** Begin **
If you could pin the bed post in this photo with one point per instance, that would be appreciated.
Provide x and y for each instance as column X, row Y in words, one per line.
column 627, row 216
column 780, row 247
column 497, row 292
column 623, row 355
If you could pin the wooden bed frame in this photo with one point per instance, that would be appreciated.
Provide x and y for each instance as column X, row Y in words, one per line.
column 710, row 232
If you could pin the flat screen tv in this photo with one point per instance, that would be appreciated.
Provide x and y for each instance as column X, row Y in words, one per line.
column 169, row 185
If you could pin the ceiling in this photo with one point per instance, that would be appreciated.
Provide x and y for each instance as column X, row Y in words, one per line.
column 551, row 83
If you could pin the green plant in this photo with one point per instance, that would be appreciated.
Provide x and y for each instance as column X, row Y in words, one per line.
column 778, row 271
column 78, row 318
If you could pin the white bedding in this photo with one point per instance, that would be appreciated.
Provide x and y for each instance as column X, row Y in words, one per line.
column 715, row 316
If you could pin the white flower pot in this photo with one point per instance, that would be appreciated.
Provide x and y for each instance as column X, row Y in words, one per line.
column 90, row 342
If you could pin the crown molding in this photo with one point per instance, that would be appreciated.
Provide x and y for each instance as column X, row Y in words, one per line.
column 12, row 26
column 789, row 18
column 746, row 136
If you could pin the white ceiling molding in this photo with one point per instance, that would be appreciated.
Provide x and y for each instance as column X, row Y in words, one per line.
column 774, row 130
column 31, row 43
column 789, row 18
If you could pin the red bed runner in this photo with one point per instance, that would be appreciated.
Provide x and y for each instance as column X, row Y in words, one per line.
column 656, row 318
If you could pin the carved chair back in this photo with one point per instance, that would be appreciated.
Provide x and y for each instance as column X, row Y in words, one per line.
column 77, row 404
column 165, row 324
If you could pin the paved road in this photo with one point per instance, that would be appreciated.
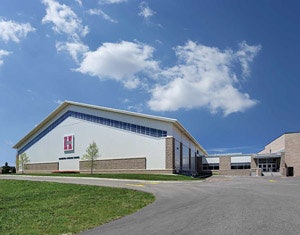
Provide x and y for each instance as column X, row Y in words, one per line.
column 219, row 205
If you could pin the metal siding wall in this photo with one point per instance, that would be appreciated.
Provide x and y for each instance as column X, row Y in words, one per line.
column 112, row 143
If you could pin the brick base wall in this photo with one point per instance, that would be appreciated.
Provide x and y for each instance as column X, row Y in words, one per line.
column 47, row 167
column 246, row 172
column 114, row 165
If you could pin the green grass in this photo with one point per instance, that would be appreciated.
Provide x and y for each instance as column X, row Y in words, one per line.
** End **
What to work on: Copy the records from the beginning through the line containing "column 551, row 83", replacing "flat screen tv" with "wall-mounted television" and leaving everything else unchanged.

Result of the task:
If you could pin the bed post in this photo with one point per instance, that would be appreciated.
Provide x and y for each instance as column X, row Y in words, one per line.
column 627, row 216
column 780, row 247
column 497, row 292
column 623, row 355
If you could pin the wooden bed frame in this photo with one point per instance, that would be appreciated.
Provide x and y for each instance as column X, row Y in words, one per line.
column 710, row 232
If you could pin the wall-mounted television in this photo with one point per instance, that would be appreciated.
Provide x and y for each instance as column X, row Y in words, one per line.
column 169, row 185
If you could pin the ceiling in this photo with one point per instance, that would be appreciated.
Provide x and y for each instance as column X, row Y in words, one per line.
column 551, row 83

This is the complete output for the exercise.